## Task description
Identify every line in the rows below that contains the word "base", and copy each of those lines in full.

>> start

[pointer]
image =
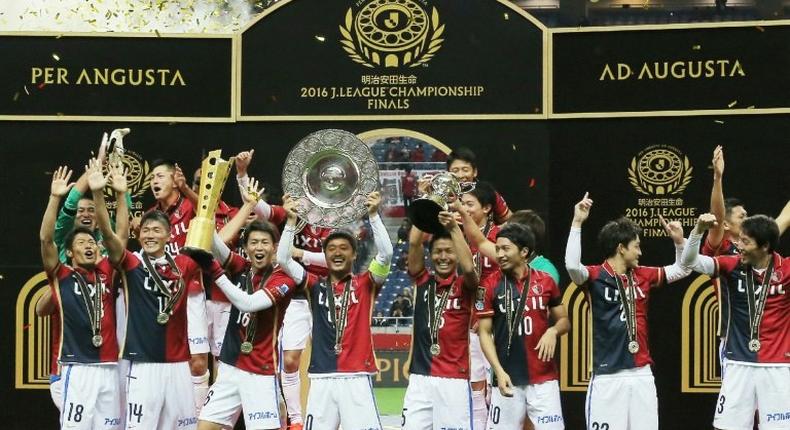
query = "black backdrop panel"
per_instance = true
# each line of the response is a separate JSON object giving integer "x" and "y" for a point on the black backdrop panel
{"x": 671, "y": 69}
{"x": 116, "y": 76}
{"x": 309, "y": 72}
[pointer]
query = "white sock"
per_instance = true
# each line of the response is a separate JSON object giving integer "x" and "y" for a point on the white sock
{"x": 479, "y": 409}
{"x": 200, "y": 385}
{"x": 293, "y": 398}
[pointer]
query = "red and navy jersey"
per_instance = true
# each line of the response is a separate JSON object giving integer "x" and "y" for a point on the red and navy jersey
{"x": 522, "y": 364}
{"x": 775, "y": 326}
{"x": 610, "y": 334}
{"x": 357, "y": 343}
{"x": 486, "y": 265}
{"x": 76, "y": 335}
{"x": 147, "y": 340}
{"x": 453, "y": 358}
{"x": 263, "y": 358}
{"x": 54, "y": 343}
{"x": 726, "y": 247}
{"x": 310, "y": 238}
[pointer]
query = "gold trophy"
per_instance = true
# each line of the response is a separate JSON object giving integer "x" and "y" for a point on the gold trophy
{"x": 213, "y": 175}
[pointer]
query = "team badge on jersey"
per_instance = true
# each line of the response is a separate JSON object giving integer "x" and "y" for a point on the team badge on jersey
{"x": 480, "y": 298}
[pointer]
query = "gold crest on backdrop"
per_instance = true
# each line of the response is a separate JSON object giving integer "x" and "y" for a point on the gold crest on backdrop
{"x": 391, "y": 33}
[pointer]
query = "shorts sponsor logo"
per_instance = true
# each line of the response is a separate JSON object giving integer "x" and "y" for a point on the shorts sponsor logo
{"x": 545, "y": 419}
{"x": 252, "y": 416}
{"x": 778, "y": 416}
{"x": 185, "y": 422}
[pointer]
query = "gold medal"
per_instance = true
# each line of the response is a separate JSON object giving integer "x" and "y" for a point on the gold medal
{"x": 246, "y": 347}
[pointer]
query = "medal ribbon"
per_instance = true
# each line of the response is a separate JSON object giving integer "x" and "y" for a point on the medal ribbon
{"x": 435, "y": 316}
{"x": 94, "y": 305}
{"x": 757, "y": 306}
{"x": 513, "y": 319}
{"x": 340, "y": 324}
{"x": 628, "y": 300}
{"x": 172, "y": 297}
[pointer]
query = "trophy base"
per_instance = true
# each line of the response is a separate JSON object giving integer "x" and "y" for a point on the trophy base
{"x": 424, "y": 214}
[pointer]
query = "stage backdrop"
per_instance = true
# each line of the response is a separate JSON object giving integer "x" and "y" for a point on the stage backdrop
{"x": 454, "y": 73}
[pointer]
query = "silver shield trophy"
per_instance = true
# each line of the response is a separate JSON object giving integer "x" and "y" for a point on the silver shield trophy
{"x": 443, "y": 189}
{"x": 330, "y": 173}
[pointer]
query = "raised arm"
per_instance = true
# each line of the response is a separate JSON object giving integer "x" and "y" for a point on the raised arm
{"x": 379, "y": 267}
{"x": 716, "y": 234}
{"x": 690, "y": 257}
{"x": 573, "y": 250}
{"x": 284, "y": 259}
{"x": 465, "y": 261}
{"x": 97, "y": 181}
{"x": 676, "y": 271}
{"x": 783, "y": 220}
{"x": 251, "y": 195}
{"x": 59, "y": 188}
{"x": 415, "y": 261}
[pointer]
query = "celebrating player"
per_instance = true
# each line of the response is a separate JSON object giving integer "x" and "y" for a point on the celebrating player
{"x": 517, "y": 338}
{"x": 622, "y": 392}
{"x": 84, "y": 294}
{"x": 342, "y": 354}
{"x": 438, "y": 394}
{"x": 248, "y": 361}
{"x": 757, "y": 340}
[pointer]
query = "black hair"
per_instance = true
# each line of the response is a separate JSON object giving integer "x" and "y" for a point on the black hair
{"x": 520, "y": 235}
{"x": 763, "y": 229}
{"x": 170, "y": 164}
{"x": 531, "y": 219}
{"x": 618, "y": 232}
{"x": 263, "y": 227}
{"x": 155, "y": 215}
{"x": 463, "y": 154}
{"x": 68, "y": 241}
{"x": 731, "y": 203}
{"x": 341, "y": 233}
{"x": 439, "y": 236}
{"x": 485, "y": 193}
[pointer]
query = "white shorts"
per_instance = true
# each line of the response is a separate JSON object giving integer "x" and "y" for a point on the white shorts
{"x": 236, "y": 390}
{"x": 434, "y": 402}
{"x": 90, "y": 397}
{"x": 624, "y": 399}
{"x": 479, "y": 364}
{"x": 297, "y": 324}
{"x": 749, "y": 388}
{"x": 197, "y": 324}
{"x": 218, "y": 314}
{"x": 56, "y": 391}
{"x": 160, "y": 396}
{"x": 541, "y": 402}
{"x": 347, "y": 401}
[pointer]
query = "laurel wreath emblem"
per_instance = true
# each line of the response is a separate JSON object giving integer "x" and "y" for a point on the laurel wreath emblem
{"x": 644, "y": 186}
{"x": 348, "y": 42}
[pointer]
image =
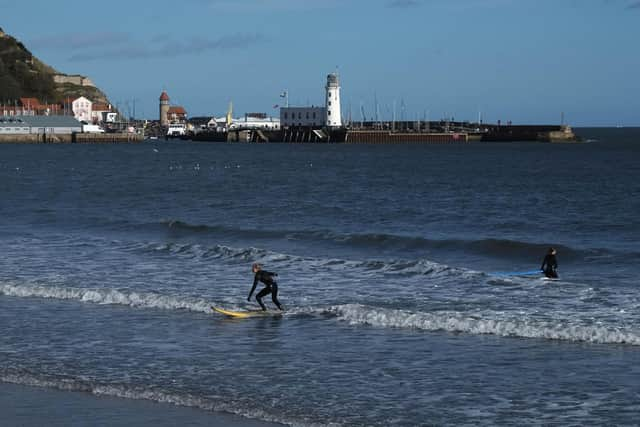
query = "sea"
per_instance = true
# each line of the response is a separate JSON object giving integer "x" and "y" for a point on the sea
{"x": 397, "y": 268}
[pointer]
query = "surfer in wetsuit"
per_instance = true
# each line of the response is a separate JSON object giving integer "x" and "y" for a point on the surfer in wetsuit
{"x": 271, "y": 287}
{"x": 550, "y": 264}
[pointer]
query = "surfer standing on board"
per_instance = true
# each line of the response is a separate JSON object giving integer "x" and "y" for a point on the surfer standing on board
{"x": 271, "y": 287}
{"x": 550, "y": 264}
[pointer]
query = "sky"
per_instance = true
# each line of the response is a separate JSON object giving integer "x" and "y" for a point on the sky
{"x": 525, "y": 61}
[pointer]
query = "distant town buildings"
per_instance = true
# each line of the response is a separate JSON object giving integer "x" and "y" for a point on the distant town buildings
{"x": 170, "y": 114}
{"x": 39, "y": 125}
{"x": 303, "y": 116}
{"x": 81, "y": 108}
{"x": 329, "y": 115}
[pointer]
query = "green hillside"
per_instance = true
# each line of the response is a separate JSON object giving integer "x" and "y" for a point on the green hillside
{"x": 23, "y": 75}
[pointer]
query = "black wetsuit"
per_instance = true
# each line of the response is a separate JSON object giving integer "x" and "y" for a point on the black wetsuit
{"x": 549, "y": 266}
{"x": 265, "y": 277}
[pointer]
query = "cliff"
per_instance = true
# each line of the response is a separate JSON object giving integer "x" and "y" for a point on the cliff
{"x": 22, "y": 75}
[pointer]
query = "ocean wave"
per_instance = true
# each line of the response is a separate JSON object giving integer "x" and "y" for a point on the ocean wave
{"x": 397, "y": 267}
{"x": 501, "y": 248}
{"x": 211, "y": 403}
{"x": 481, "y": 324}
{"x": 107, "y": 296}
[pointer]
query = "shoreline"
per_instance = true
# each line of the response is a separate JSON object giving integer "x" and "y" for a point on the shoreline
{"x": 28, "y": 406}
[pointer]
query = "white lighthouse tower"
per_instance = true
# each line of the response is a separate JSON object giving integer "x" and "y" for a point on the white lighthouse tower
{"x": 334, "y": 115}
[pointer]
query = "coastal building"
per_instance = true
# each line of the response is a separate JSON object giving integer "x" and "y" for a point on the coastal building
{"x": 164, "y": 109}
{"x": 177, "y": 114}
{"x": 303, "y": 116}
{"x": 22, "y": 125}
{"x": 316, "y": 117}
{"x": 334, "y": 118}
{"x": 252, "y": 121}
{"x": 170, "y": 113}
{"x": 82, "y": 108}
{"x": 101, "y": 113}
{"x": 29, "y": 107}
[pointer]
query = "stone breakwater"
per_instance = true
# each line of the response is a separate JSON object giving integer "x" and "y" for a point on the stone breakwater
{"x": 71, "y": 138}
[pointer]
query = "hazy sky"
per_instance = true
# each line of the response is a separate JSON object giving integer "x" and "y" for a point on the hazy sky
{"x": 521, "y": 60}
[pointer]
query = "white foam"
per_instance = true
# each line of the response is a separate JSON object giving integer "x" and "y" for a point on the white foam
{"x": 107, "y": 296}
{"x": 485, "y": 323}
{"x": 213, "y": 403}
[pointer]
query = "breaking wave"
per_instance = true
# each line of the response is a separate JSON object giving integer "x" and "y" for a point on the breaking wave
{"x": 459, "y": 322}
{"x": 501, "y": 248}
{"x": 210, "y": 403}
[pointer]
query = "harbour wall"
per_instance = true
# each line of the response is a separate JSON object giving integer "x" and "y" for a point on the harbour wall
{"x": 436, "y": 132}
{"x": 71, "y": 138}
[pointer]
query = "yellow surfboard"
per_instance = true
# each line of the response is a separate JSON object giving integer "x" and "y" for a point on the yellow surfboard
{"x": 245, "y": 314}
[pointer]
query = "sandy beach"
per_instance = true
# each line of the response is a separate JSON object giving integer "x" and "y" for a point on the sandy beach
{"x": 32, "y": 406}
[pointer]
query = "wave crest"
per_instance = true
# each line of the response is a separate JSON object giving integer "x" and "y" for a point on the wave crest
{"x": 107, "y": 296}
{"x": 458, "y": 322}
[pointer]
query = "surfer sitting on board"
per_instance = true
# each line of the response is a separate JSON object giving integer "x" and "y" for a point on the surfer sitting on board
{"x": 265, "y": 277}
{"x": 550, "y": 264}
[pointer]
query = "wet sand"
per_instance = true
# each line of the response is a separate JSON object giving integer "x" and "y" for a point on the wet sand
{"x": 26, "y": 406}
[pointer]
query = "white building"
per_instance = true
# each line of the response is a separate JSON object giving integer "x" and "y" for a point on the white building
{"x": 255, "y": 122}
{"x": 316, "y": 117}
{"x": 303, "y": 116}
{"x": 12, "y": 125}
{"x": 334, "y": 117}
{"x": 82, "y": 108}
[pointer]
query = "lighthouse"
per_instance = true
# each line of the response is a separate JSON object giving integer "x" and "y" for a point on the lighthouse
{"x": 334, "y": 115}
{"x": 164, "y": 109}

>> end

## Full answer
query = "trophy base"
# each line of the response is a separate JSON object giving integer "x" and "y" for a point on the trophy base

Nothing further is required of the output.